Direction:
Copy the stretch of rows from the line containing "Box every paved parking lot you see." through the end of the rows, including the labeling request, and add 137 to every box coordinate in the answers.

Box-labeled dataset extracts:

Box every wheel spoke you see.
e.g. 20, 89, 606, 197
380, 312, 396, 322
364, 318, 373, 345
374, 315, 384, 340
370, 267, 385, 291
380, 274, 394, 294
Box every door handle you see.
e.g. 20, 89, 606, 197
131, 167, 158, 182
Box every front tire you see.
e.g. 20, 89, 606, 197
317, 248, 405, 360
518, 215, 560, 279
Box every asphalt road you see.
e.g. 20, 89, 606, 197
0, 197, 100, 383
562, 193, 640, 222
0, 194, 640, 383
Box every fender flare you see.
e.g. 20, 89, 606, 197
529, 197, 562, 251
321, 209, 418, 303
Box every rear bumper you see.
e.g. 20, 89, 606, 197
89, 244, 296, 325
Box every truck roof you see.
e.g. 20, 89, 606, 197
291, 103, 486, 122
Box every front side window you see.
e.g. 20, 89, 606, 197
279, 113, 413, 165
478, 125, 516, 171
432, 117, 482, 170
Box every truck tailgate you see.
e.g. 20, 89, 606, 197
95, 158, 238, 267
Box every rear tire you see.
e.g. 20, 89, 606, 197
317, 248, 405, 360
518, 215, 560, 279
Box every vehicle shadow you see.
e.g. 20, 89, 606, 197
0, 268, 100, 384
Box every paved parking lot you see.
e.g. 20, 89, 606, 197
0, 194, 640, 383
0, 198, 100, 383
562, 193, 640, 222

Expected answer:
Box every paved parking lot you see.
e.g. 20, 89, 606, 197
137, 331, 777, 520
137, 335, 237, 520
699, 330, 777, 359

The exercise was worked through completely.